* BEGIN Stored data *
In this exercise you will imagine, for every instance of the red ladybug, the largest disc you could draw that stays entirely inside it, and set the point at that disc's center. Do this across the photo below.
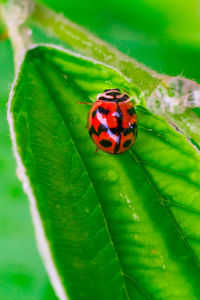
(112, 122)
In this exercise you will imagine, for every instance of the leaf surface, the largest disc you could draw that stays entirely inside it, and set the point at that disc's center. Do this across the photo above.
(117, 226)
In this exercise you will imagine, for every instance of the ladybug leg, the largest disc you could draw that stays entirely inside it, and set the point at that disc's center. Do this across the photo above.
(81, 102)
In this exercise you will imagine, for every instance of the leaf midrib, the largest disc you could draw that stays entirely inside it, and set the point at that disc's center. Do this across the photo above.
(117, 257)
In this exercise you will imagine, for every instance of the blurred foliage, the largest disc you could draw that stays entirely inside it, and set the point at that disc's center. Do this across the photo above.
(164, 35)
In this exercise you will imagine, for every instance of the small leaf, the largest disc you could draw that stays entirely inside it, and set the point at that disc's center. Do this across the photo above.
(117, 226)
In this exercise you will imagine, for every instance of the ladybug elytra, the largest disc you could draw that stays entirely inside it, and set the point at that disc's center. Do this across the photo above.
(112, 122)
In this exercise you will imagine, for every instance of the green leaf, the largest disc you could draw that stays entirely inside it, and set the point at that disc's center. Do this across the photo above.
(116, 226)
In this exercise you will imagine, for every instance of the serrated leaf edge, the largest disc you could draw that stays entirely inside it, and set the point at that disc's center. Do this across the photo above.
(41, 239)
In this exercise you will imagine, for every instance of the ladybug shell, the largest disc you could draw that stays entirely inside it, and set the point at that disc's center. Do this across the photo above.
(113, 125)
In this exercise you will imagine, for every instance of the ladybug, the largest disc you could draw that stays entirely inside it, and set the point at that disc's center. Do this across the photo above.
(112, 122)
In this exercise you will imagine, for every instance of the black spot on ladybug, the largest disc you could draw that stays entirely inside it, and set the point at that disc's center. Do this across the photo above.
(106, 143)
(127, 131)
(101, 129)
(94, 113)
(92, 130)
(130, 129)
(103, 110)
(131, 111)
(113, 93)
(127, 143)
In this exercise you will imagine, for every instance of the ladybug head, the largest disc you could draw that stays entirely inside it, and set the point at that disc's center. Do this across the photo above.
(112, 95)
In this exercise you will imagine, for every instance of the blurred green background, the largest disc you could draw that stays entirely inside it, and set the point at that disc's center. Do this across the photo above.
(164, 35)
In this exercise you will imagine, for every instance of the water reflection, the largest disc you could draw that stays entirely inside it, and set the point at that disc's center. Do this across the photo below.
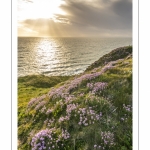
* END Stored data *
Task goal. Please output every row above word for word, leaving out the pictures.

Exercise result.
In this exercise you will imagine, for every instance of the red ladybug, the largest disc you could draw that stays entirely inside it, and set the point at that disc's center. Do this across the photo below.
(112, 122)
In this exercise you will imagine, for every instance of the leaf surface, the largest disc you could draw that stays entirely inside it, and set the point at that disc's center. Do this across the photo above.
(117, 226)
In this exercise you will imagine, for every instance of the ladybug leg, the largest disc you could draw that stays entirely inside it, and set the point at that disc's center. Do this across the photo above.
(81, 102)
In this exercise you will imagine, for every instance of the leaf midrib, the largest disc you could draw that stays entirely inside it, and set the point at that disc's center. Do this across the photo above.
(117, 257)
In this exercise you will imagine, for every instance of the blurred foliage, the largest disc you could draw that stays entirely inside it, and set the point at that disc's center. Do this across the photo above.
(164, 35)
In this exercise you will imagine, for every instance of the small leaf, the largest disc you could draw that stays entirely inside it, and set the point at that disc's center. Do this across the photo above.
(117, 226)
In this exercise you will imagine, for every instance of the ladybug elytra, the largest disc you could draw that stays entirely inside it, and set the point at that disc's center. Do this across the photo above.
(112, 122)
In this exercise you will imagine, for every instance of the green leaf, the largest disc you could draw that stays entirely inside it, and set the point at that disc's center. Do this across the photo above.
(116, 226)
In this exercise you will imagine, for every instance of the serrated leaf edge, the largest disc you could draw that stays entirely inside it, and set the point at that disc's center. Do this across the photo above.
(41, 239)
In this exercise you will imagine, for every instance of the ladybug shell, the largest disc you could draw that stays entirely inside it, and set the point at that disc's center. Do this across the photo above.
(113, 125)
In this exercise you will imagine, for every instance of the ladybug, the largest disc you could draw that stays entirely inside it, and set the point at that disc's center. Do this across the photo above.
(112, 122)
In this exercise you will imagine, for every instance of the black spot on ladybug, the largest disc you could draw that stays entirely inside it, and set the point at that disc's center. Do this across the photo above.
(106, 143)
(127, 131)
(101, 129)
(94, 113)
(92, 130)
(130, 129)
(103, 110)
(131, 111)
(113, 93)
(127, 143)
In this exercise you will imagine, for every instance of the ladybug head, the largest disc you could draw that stays entirely inside it, and set the point at that disc's center. Do this across the photo above.
(112, 95)
In this exercise you will imagine, for every instance of the blurred green background, the largest disc you could draw that stays entirely inside it, and set the point at that disc's center. Do this across the photo above.
(164, 35)
In this exercise you will imagine, for every instance of the water reflection, the largest disc you could draw that stays entirely inside it, and set the point at that disc's center. Do this across the photo below.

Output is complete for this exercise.